Begin

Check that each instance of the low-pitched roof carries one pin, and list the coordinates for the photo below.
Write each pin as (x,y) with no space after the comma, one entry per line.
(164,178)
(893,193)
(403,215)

End

DIRECTION |
Change "low-pitched roof" to "flat roof" throughout these lines and reproduce them with nothing else altered.

SOLUTION FOR THIS PROBLEM |
Check that each instance of the flat roof carries one pin, and list the coordinates for the photo below.
Write each pin as (x,y) with no space after the comma, one entry per line.
(164,178)
(893,193)
(403,215)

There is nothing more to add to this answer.